- _REQUIREMENTS_: Can you write out every one of the records below, line for line, without changing a single character?

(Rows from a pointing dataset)
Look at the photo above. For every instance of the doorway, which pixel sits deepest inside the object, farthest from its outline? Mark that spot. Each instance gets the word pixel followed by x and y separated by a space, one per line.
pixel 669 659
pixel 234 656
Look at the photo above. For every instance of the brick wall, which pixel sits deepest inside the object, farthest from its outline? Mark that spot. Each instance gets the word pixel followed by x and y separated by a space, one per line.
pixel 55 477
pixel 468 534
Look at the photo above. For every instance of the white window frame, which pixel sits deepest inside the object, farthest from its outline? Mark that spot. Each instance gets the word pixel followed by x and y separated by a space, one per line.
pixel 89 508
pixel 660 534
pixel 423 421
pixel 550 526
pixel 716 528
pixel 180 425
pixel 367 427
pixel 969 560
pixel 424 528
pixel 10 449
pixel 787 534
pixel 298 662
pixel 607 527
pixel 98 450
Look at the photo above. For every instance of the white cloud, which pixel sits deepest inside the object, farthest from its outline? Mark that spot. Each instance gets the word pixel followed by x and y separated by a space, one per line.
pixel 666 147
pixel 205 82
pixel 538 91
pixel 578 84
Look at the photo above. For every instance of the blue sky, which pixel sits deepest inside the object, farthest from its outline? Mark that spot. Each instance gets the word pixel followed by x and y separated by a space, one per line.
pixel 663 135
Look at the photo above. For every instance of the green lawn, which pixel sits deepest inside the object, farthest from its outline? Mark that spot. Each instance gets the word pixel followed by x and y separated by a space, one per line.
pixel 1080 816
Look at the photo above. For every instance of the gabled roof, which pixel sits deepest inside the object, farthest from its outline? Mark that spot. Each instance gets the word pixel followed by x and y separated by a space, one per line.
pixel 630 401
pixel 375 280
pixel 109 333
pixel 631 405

- _SOLVED EXERCISE_:
Look at the photo above. For every instance of the doorway, which pixel sits deepest inside the object, farthest from its outline? Mark that spot. Each instance gets the word pixel followed by x and y separated by a space, one per line.
pixel 669 659
pixel 234 656
Look at the photo above. For every instance of the brick wall, which pixel sits deepest inside the object, farthest from its outline? Mark that spot. Each instance gets the word pixel followed by x and y separated by a space, one per line.
pixel 55 477
pixel 468 534
Look at the photo above. For every instance of the white window frame, which pixel sits deepest inside the object, farthest from its outline? Mark that spot. Each instance gets the word pixel followed by x and y separated by a space, one per line.
pixel 89 508
pixel 660 534
pixel 423 421
pixel 550 526
pixel 716 528
pixel 180 425
pixel 367 427
pixel 969 560
pixel 424 528
pixel 10 449
pixel 787 534
pixel 298 662
pixel 607 527
pixel 98 450
Look at the photo above. For every instance of the white cloud, which pixel sits deepest inside the object, farthest from its outline? Mark that spot. Each instance gets the word pixel followed by x and y separated by a space, one per line.
pixel 666 147
pixel 205 82
pixel 538 91
pixel 578 84
Look at the photo above. For every instance of the blue sky, which pixel sits deepest inside the object, farthest from its outline? Mark that spot. Each instance gets the word pixel followed by x and y separated by a space, one per line.
pixel 663 135
Look at the photo above. For every instance of the green lawn, which pixel sits deepest inside the object, farthest from its outline? Mark that spot. Each instance gets the word pixel followed by x and y separated by a space, one per line.
pixel 1080 816
Look at the photo above. For every instance of the gabled roof, which pixel sits deepest inside the object, farthest from its outline? Mark that spot. Each instance gets the word pixel followed by x and y separated by a space, one per line.
pixel 630 401
pixel 375 280
pixel 109 333
pixel 631 405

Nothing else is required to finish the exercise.